— Exercise instructions —
Report each line of the data below that contains the word "instance".

— Data shown —
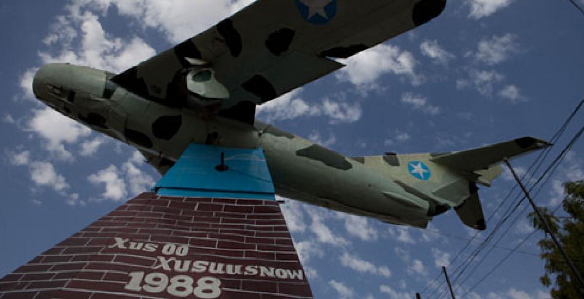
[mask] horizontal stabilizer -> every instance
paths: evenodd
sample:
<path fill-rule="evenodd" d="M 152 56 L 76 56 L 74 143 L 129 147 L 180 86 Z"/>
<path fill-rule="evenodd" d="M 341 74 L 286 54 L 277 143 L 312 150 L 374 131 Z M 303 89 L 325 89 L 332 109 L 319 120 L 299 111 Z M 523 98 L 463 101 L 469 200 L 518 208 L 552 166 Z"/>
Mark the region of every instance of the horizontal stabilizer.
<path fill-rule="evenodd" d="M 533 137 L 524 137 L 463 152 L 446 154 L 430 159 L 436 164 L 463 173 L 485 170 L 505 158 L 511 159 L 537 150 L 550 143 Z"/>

...

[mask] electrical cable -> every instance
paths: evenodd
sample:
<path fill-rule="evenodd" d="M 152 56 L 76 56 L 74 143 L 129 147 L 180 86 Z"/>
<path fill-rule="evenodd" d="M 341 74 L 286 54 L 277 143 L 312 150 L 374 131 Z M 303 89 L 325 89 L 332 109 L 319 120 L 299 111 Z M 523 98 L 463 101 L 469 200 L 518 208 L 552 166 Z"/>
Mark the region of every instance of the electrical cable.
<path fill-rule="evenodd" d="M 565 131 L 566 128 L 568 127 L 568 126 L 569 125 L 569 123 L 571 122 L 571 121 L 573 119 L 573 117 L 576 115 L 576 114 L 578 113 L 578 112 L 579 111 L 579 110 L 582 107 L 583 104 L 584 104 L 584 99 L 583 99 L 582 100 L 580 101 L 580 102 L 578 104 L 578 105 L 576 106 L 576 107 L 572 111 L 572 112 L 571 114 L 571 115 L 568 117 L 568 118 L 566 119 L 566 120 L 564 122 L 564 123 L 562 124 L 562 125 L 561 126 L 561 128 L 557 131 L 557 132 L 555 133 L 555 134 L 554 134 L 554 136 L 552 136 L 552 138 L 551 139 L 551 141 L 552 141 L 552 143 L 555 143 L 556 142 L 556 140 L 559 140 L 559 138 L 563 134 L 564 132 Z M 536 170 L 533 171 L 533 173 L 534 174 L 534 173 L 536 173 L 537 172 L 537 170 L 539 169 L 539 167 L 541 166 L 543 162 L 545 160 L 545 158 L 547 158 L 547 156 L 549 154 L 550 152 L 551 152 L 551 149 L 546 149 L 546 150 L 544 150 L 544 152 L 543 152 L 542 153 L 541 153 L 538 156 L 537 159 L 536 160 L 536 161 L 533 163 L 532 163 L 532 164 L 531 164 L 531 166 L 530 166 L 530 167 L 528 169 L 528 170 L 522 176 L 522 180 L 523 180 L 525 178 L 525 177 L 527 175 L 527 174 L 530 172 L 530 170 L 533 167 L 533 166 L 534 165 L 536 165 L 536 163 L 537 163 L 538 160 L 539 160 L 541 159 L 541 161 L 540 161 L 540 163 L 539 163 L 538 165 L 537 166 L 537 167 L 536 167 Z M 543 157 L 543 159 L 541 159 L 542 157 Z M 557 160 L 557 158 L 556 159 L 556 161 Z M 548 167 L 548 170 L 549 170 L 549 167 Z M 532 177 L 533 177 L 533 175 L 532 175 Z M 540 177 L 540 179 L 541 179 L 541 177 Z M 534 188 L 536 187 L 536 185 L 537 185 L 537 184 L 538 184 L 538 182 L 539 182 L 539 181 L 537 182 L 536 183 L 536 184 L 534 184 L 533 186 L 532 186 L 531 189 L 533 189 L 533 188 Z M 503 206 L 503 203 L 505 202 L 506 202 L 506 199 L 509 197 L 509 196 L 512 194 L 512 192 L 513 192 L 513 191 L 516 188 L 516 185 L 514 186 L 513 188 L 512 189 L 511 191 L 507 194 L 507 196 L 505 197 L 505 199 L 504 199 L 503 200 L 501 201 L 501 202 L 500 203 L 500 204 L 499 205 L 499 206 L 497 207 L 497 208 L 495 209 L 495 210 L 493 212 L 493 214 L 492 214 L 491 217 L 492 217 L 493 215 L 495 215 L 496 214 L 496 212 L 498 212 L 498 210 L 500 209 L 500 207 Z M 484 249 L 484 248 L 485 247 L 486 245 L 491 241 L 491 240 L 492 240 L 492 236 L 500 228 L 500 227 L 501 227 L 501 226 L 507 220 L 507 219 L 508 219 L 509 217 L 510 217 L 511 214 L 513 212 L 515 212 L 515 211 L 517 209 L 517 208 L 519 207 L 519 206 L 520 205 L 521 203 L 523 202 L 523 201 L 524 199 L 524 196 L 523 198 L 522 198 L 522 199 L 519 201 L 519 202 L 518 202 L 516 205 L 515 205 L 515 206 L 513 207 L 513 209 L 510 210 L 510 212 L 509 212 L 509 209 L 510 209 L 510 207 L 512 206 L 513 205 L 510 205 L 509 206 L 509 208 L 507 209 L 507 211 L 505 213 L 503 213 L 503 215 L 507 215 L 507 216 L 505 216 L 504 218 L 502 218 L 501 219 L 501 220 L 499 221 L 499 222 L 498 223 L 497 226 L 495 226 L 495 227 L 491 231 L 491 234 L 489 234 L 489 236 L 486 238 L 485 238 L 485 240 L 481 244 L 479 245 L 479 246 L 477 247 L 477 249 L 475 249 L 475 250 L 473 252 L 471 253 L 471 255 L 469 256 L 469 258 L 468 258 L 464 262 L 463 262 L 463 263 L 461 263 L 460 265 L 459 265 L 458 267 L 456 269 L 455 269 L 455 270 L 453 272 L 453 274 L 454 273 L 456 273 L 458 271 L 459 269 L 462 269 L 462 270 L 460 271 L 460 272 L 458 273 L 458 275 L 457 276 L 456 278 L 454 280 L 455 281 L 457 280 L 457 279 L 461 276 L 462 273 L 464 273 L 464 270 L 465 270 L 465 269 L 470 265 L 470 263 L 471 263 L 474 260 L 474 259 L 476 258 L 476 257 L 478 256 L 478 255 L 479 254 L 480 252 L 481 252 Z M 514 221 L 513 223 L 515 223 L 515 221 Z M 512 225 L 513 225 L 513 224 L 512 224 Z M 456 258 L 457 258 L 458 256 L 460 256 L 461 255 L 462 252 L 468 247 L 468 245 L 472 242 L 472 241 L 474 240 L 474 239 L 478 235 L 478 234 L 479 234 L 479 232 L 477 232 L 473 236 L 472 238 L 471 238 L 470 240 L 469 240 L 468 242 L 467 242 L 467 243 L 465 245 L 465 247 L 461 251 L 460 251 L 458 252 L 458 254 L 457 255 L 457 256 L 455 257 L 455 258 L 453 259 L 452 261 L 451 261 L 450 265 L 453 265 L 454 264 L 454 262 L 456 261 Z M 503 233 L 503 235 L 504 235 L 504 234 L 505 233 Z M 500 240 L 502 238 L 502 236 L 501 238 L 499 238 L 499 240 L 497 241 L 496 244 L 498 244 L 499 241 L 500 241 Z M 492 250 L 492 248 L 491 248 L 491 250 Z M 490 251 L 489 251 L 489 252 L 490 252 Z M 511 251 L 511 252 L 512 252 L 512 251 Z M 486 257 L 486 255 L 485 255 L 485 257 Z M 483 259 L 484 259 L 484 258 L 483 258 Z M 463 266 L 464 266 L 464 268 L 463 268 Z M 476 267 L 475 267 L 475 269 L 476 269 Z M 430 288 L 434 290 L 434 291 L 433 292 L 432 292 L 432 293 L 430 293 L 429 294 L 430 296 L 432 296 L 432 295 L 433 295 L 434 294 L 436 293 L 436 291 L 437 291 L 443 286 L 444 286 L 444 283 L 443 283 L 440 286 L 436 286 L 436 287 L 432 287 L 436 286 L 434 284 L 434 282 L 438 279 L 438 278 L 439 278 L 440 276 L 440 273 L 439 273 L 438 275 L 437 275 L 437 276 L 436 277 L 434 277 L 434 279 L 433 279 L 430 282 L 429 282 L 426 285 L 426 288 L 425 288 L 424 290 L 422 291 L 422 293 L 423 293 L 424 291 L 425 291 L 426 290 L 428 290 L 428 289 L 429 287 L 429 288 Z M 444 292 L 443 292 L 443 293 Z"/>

— Answer in full —
[mask] horizontal stabilizer -> every instance
Mark the region of every instance of the horizontal stabilizer.
[mask] electrical cable -> every instance
Mark the region of every instance of the electrical cable.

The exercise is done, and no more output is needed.